## About this task
Put every line of the rows below into a JSON list of strings, one string per line, with blank lines left out. Do not include the pictures in your answer.

## Stored dataset items
════════
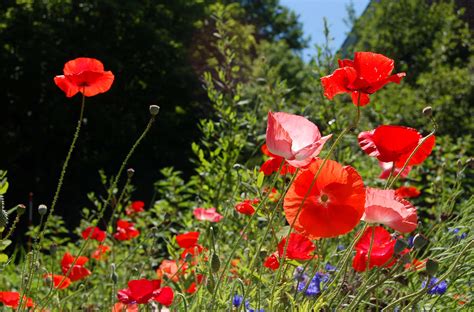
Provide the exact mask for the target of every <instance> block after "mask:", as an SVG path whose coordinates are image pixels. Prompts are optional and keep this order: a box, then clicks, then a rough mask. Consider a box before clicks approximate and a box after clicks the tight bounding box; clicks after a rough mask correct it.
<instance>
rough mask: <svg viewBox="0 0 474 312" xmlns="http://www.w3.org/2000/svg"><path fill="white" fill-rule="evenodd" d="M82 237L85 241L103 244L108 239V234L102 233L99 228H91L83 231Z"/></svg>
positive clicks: (103, 232) (88, 228)
mask: <svg viewBox="0 0 474 312" xmlns="http://www.w3.org/2000/svg"><path fill="white" fill-rule="evenodd" d="M91 233H92V234H91ZM82 237H83V238H84V239H89V238H90V239H95V240H96V241H99V242H103V241H104V240H105V238H106V237H107V234H106V233H105V232H104V231H102V230H101V229H100V228H98V227H97V226H95V227H93V226H89V227H88V228H86V229H85V230H84V231H82Z"/></svg>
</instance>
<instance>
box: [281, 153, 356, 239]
mask: <svg viewBox="0 0 474 312" xmlns="http://www.w3.org/2000/svg"><path fill="white" fill-rule="evenodd" d="M322 163H323V160H321V159H316V160H314V161H313V162H312V163H311V164H310V165H309V166H308V167H307V168H306V169H305V170H301V171H300V172H299V173H298V175H297V176H296V178H295V180H294V181H293V184H292V185H291V186H290V188H289V190H288V192H287V193H286V196H285V200H284V203H283V209H284V211H285V217H286V220H287V221H288V223H289V224H293V222H294V221H295V218H296V217H297V214H298V211H299V210H300V207H301V205H302V204H303V206H302V208H301V212H300V214H299V215H298V218H297V219H296V221H295V223H294V224H295V225H294V228H295V230H296V231H298V232H300V233H302V234H304V235H306V236H308V237H309V238H311V239H314V238H319V237H335V236H339V235H342V234H346V233H347V232H349V231H352V230H353V229H354V228H355V227H356V226H357V224H359V222H360V218H361V217H362V214H363V213H364V204H365V187H364V182H363V181H362V178H361V177H360V175H359V173H357V171H356V170H355V169H354V168H352V167H350V166H342V165H340V164H339V163H337V162H335V161H333V160H328V161H327V162H326V163H325V165H324V167H323V168H322V169H321V170H320V169H319V168H320V167H321V165H322ZM318 172H319V175H318V177H317V179H316V181H315V183H314V185H313V187H312V188H311V190H310V191H309V194H308V189H309V187H310V186H311V184H312V181H313V180H314V177H315V175H316V174H317V173H318ZM306 194H308V196H306ZM303 199H305V200H304V203H303Z"/></svg>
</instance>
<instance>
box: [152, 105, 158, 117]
mask: <svg viewBox="0 0 474 312" xmlns="http://www.w3.org/2000/svg"><path fill="white" fill-rule="evenodd" d="M159 112H160V107H159V106H158V105H150V114H151V115H152V116H156V115H158V113H159Z"/></svg>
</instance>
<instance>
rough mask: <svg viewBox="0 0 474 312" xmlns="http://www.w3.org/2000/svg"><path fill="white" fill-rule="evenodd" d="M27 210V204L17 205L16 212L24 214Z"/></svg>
mask: <svg viewBox="0 0 474 312" xmlns="http://www.w3.org/2000/svg"><path fill="white" fill-rule="evenodd" d="M25 211H26V207H25V205H23V204H19V205H17V206H16V213H17V215H19V216H21V215H22V214H24V213H25Z"/></svg>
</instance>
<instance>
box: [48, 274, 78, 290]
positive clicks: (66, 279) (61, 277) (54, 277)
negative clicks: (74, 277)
mask: <svg viewBox="0 0 474 312" xmlns="http://www.w3.org/2000/svg"><path fill="white" fill-rule="evenodd" d="M43 278H45V279H49V280H51V281H52V282H53V285H54V288H58V289H66V288H68V287H69V285H71V279H70V278H69V277H66V278H65V276H64V275H57V274H45V275H43Z"/></svg>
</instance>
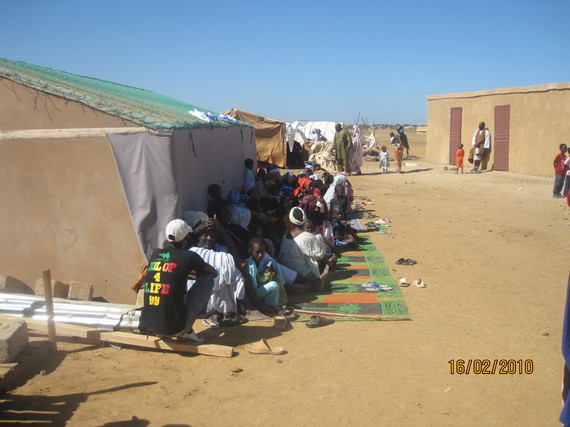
════════
## Task result
[
  "Provide the exact mask for the target of every <instance> block after \"mask:\", as an SVG path whose coordinates are image pixels. Prompts are optional and keep this order: a box, then clicks, then a rough mask. Consider a box before clicks approximate and a box after clicks the tight bounding box; clicks after a rough mask correct it.",
  "<instance>",
  "rough mask: <svg viewBox=\"0 0 474 312\" xmlns=\"http://www.w3.org/2000/svg\"><path fill=\"white\" fill-rule=\"evenodd\" d=\"M82 237L85 241L103 244L108 239V234L102 233L99 228H91L83 231Z\"/></svg>",
  "positive clicks: (103, 232) (88, 228)",
  "mask: <svg viewBox=\"0 0 474 312\" xmlns=\"http://www.w3.org/2000/svg\"><path fill=\"white\" fill-rule=\"evenodd\" d=\"M91 233H92V234H91ZM82 237H83V238H84V239H89V238H90V239H95V240H96V241H99V242H103V241H104V240H105V238H106V237H107V234H106V233H105V232H104V231H102V230H101V229H100V228H98V227H97V226H95V227H93V226H89V227H88V228H86V229H85V230H84V231H82Z\"/></svg>",
  "</instance>",
  "<instance>",
  "box: [281, 153, 356, 239]",
  "mask: <svg viewBox=\"0 0 474 312\" xmlns=\"http://www.w3.org/2000/svg\"><path fill=\"white\" fill-rule=\"evenodd\" d=\"M322 163H323V160H321V159H316V160H314V161H313V162H312V163H311V164H310V165H309V166H308V167H307V168H306V169H305V170H301V171H300V172H299V173H298V175H297V176H296V178H295V180H294V181H293V184H292V185H291V186H290V188H289V190H288V192H287V193H286V196H285V200H284V203H283V209H284V211H285V217H286V220H287V221H288V223H289V224H293V222H294V221H295V218H296V217H297V214H298V211H299V210H300V207H301V205H302V204H303V206H302V208H301V212H300V214H299V215H298V218H297V219H296V221H295V223H294V224H295V225H294V228H295V230H296V231H298V232H300V233H302V234H304V235H306V236H308V237H309V238H311V239H314V238H319V237H335V236H339V235H342V234H346V233H347V232H349V231H352V230H353V229H354V228H355V227H356V226H357V224H359V222H360V218H361V217H362V214H363V213H364V204H365V187H364V182H363V181H362V178H361V177H360V175H359V173H357V171H356V170H355V169H354V168H352V167H350V166H342V165H340V164H339V163H337V162H335V161H333V160H328V161H327V162H326V163H325V165H324V167H323V168H322V169H321V170H320V169H319V168H320V167H321V165H322ZM318 172H319V175H318V177H317V179H316V181H315V183H314V185H313V187H312V188H311V190H310V191H309V194H308V189H309V187H310V186H311V184H312V181H313V180H314V177H315V175H316V174H317V173H318ZM306 194H308V196H306ZM303 199H305V200H304V203H303Z\"/></svg>",
  "</instance>",
  "<instance>",
  "box: [152, 105, 158, 117]",
  "mask: <svg viewBox=\"0 0 474 312\" xmlns=\"http://www.w3.org/2000/svg\"><path fill=\"white\" fill-rule=\"evenodd\" d=\"M159 112H160V107H159V106H158V105H150V114H151V115H152V116H156V115H158V113H159Z\"/></svg>",
  "</instance>",
  "<instance>",
  "rough mask: <svg viewBox=\"0 0 474 312\" xmlns=\"http://www.w3.org/2000/svg\"><path fill=\"white\" fill-rule=\"evenodd\" d=\"M27 210V204L17 205L16 212L24 214Z\"/></svg>",
  "mask: <svg viewBox=\"0 0 474 312\" xmlns=\"http://www.w3.org/2000/svg\"><path fill=\"white\" fill-rule=\"evenodd\" d=\"M25 211H26V207H25V205H23V204H19V205H17V206H16V213H17V215H19V216H21V215H22V214H24V213H25Z\"/></svg>",
  "</instance>",
  "<instance>",
  "box: [48, 274, 78, 290]",
  "positive clicks: (66, 279) (61, 277) (54, 277)",
  "negative clicks: (74, 277)",
  "mask: <svg viewBox=\"0 0 474 312\" xmlns=\"http://www.w3.org/2000/svg\"><path fill=\"white\" fill-rule=\"evenodd\" d=\"M43 278H45V279H49V280H51V281H52V282H53V285H54V288H58V289H66V288H68V287H69V285H71V279H70V278H69V277H66V278H65V276H64V275H57V274H45V275H43Z\"/></svg>",
  "</instance>"
]